Saved data entries
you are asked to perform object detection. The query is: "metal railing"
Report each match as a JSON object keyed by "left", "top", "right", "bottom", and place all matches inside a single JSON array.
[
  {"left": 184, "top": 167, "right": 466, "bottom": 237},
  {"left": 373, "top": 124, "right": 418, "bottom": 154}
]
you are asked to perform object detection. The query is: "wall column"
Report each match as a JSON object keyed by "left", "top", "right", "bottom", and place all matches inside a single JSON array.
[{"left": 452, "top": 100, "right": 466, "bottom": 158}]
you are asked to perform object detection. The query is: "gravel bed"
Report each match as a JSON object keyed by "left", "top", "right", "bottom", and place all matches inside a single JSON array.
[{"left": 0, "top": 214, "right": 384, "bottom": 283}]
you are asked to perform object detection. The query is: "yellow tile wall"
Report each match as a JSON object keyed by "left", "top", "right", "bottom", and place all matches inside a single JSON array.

What you should do:
Gather each line in these records that contains the string "asked".

Result:
you are asked to perform object detection. The query is: "metal railing"
you are asked to perform object detection. The query is: "wall column"
you are asked to perform object detection. The query is: "gravel bed"
you are asked to perform object detection. The query is: "yellow tile wall"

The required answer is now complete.